● DATA SHOWN
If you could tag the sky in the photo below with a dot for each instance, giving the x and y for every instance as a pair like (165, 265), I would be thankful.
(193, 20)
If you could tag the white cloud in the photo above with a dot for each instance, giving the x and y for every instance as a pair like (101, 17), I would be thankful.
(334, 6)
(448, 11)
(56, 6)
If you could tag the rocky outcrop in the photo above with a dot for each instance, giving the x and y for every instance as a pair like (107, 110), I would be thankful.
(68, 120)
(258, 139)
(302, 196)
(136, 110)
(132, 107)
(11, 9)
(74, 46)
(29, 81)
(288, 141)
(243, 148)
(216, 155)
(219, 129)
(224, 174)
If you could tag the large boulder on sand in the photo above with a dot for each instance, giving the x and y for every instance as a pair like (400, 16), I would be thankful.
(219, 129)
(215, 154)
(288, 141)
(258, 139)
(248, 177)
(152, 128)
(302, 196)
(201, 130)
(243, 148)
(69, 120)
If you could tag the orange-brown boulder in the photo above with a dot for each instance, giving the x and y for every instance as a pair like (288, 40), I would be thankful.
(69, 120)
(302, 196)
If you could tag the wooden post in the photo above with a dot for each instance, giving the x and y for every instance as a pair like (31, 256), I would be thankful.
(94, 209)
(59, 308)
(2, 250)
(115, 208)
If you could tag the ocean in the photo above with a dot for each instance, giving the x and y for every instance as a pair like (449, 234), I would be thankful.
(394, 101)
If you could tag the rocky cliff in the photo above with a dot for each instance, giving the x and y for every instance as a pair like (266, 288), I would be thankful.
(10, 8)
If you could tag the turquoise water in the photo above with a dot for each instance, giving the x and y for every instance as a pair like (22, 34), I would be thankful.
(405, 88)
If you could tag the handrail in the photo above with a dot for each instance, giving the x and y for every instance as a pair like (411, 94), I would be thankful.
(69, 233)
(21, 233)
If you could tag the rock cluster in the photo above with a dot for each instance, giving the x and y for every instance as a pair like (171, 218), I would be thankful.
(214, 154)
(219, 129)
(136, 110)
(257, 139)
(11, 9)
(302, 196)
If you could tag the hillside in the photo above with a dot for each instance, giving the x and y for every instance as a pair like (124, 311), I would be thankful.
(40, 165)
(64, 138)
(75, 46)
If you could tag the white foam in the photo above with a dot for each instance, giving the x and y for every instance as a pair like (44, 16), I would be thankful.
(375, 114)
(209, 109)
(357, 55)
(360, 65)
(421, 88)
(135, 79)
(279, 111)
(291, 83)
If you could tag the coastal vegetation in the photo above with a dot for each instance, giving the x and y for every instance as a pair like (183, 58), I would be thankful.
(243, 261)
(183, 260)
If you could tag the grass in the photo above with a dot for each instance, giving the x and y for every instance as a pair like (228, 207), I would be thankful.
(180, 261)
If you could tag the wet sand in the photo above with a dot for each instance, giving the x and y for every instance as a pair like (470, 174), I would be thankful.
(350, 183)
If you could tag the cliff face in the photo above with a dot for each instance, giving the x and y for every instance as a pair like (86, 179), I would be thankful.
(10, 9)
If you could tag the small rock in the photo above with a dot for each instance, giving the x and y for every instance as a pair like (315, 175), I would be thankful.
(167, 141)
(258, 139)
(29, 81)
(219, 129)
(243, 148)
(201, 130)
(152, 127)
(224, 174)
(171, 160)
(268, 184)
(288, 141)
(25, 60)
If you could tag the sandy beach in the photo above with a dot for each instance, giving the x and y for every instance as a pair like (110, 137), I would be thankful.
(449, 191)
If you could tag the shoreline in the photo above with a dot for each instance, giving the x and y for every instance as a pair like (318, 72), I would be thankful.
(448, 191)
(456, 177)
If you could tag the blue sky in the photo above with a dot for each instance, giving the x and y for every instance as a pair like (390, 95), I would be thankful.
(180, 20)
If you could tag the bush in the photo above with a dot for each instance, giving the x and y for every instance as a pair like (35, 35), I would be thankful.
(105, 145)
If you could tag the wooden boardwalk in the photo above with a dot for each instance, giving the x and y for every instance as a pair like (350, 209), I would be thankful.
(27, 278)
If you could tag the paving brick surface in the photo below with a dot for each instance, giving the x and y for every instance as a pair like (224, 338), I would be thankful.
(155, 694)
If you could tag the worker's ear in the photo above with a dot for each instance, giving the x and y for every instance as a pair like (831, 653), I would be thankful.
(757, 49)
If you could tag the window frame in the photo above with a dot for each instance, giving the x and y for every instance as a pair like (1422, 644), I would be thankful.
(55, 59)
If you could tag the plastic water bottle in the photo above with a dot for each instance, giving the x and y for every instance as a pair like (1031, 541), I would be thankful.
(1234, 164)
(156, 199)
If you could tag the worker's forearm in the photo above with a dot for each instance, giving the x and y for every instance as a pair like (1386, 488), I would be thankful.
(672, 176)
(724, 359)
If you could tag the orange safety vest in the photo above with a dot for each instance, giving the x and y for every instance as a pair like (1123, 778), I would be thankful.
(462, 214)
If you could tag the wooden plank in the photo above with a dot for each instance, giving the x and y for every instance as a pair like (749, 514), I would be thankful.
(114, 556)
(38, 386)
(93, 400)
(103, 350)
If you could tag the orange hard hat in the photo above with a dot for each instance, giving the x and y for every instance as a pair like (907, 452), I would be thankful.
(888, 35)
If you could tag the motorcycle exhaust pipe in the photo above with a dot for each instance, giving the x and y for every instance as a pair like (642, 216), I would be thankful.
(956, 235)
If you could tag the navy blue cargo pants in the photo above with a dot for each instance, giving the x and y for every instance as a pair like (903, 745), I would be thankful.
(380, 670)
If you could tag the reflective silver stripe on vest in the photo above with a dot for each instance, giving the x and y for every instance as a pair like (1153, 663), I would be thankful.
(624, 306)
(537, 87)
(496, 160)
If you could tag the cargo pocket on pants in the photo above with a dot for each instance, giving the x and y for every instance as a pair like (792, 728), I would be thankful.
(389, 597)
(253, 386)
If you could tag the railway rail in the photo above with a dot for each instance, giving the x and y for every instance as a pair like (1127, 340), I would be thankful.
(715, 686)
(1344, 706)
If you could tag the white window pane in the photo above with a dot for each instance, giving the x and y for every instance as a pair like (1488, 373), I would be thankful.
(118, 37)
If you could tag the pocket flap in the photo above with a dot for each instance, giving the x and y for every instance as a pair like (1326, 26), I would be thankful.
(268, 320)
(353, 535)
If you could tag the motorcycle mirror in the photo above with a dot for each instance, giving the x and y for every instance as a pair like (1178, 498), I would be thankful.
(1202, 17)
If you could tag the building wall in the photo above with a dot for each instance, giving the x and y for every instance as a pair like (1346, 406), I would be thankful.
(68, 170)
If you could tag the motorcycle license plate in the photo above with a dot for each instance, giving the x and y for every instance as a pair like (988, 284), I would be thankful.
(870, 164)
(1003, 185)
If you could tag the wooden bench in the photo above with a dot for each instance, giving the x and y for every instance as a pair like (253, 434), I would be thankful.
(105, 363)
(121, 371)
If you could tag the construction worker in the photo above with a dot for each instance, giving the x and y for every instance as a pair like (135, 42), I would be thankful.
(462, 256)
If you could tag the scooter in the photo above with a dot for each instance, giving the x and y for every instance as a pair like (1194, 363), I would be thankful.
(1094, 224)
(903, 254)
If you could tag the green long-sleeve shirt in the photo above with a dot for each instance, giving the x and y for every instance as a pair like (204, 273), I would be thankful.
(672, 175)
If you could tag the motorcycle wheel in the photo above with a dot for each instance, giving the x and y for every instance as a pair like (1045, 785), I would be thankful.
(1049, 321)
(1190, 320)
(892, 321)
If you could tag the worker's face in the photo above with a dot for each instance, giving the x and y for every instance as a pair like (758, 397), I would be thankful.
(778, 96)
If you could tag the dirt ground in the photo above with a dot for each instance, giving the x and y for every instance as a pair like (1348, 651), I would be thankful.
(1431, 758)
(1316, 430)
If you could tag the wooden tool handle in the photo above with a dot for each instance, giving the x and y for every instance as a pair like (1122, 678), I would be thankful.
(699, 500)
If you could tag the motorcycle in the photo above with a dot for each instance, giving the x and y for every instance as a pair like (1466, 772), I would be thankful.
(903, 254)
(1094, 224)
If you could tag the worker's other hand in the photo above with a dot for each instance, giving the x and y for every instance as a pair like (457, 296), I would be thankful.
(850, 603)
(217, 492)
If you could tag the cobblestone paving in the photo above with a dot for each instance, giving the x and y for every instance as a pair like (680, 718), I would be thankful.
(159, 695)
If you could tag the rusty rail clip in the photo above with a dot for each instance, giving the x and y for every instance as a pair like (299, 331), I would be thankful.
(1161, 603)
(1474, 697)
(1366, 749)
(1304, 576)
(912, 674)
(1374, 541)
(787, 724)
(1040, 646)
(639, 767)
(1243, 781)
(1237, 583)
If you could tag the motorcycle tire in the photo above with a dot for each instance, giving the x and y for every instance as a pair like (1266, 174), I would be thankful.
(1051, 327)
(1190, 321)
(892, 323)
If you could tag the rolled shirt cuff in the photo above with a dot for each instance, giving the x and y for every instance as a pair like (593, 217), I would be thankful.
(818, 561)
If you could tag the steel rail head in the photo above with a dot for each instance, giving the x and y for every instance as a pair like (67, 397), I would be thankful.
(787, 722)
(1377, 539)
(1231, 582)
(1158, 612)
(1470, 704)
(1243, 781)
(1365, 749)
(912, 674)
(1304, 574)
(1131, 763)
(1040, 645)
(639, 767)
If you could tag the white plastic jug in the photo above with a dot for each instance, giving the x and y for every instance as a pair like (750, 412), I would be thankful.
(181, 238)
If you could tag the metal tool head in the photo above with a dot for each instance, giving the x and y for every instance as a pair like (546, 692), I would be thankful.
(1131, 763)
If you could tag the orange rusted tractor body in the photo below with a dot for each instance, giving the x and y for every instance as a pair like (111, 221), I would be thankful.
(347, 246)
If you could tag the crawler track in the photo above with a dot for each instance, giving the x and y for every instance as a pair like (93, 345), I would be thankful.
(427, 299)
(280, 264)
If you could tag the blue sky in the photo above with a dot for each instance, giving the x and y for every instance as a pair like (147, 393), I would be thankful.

● TASK GOAL
Only the lines from the one that contains "If you could tag the orange rusted" to the end of the data should be output, exactly as they appear.

● EXPECTED OUTPUT
If you could tag the orange rusted tractor body in the photo below with a dot for each instance, giving the x and y for every instance as a pair like (111, 221), I would be thankful.
(347, 246)
If you could tag the crawler track in the photo above with a dot for each instance, giving the x and y for every instance as a pair like (93, 345), I would be thankful.
(427, 299)
(280, 264)
If you could tag the blue sky in the photo above with a dot for each instance, giving the x and y for every instance as a pair like (147, 393), I would be thankful.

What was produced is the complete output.